**DOCUMENT SEGMENT:**
▶
Trump And Jesus: What Reading The Wall Street Journal Has Taught Me

Trump And Jesus: What Reading The Wall Street Journal Has Taught Me June 27, 2018

He does not equate Trump and Jesus and is also able to separate Trump’s questionable morality from his political leadership, something I have not been able to do.

Trump and Jesus: Both seen as saviors
Trump and Jesus: Both seen as saviors

An editorial printed in the Saturday, June 23, 2018 edition of the Wall Street Journal, a soundly Republican newspaper, totally fascinated me.

Titled, “Did an Ancient Greek Anticipate Trump” I found it helpful as I seek to make sense of the current world: recognize that is it not coherent and quit trying to find some order in it. This one paragraph offered enlightenment:

Any tendency toward order is contradicted by big-bang disruptions, anarchic social media and Donald Trump, whose life is a masterpiece of spots and jumps. Each day of his presidency seems to arrive de novo, disconnected historically from the day before. History unfolds in a circus of tweets and surprises, with Mr. Trump playing all the roles: roaring lion and trapeze artist, clown and calliope. He is only one man, of course, but for the moment Mr. Trump seems to be the representative man: the star of our incoherence.
◀
**MATERIAL SUPPLIED:**
▶
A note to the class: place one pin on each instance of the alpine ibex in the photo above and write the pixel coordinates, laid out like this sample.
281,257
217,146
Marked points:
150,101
◀
**WORK INSTRUCTION:** Retype the passage of the Trump and Jesus essay above that begins with the words containing "An editorial printed" and ends with "of our incoherence.".

**THE ANSWER:**
An editorial printed in the Saturday, June 23, 2018 edition of the Wall Street Journal, a soundly Republican newspaper, totally fascinated me.

Titled, “Did an Ancient Greek Anticipate Trump” I found it helpful as I seek to make sense of the current world: recognize that is it not coherent and quit trying to find some order in it. This one paragraph offered enlightenment:

Any tendency toward order is contradicted by big-bang disruptions, anarchic social media and Donald Trump, whose life is a masterpiece of spots and jumps. Each day of his presidency seems to arrive de novo, disconnected historically from the day before. History unfolds in a circus of tweets and surprises, with Mr. Trump playing all the roles: roaring lion and trapeze artist, clown and calliope. He is only one man, of course, but for the moment Mr. Trump seems to be the representative man: the star of our incoherence.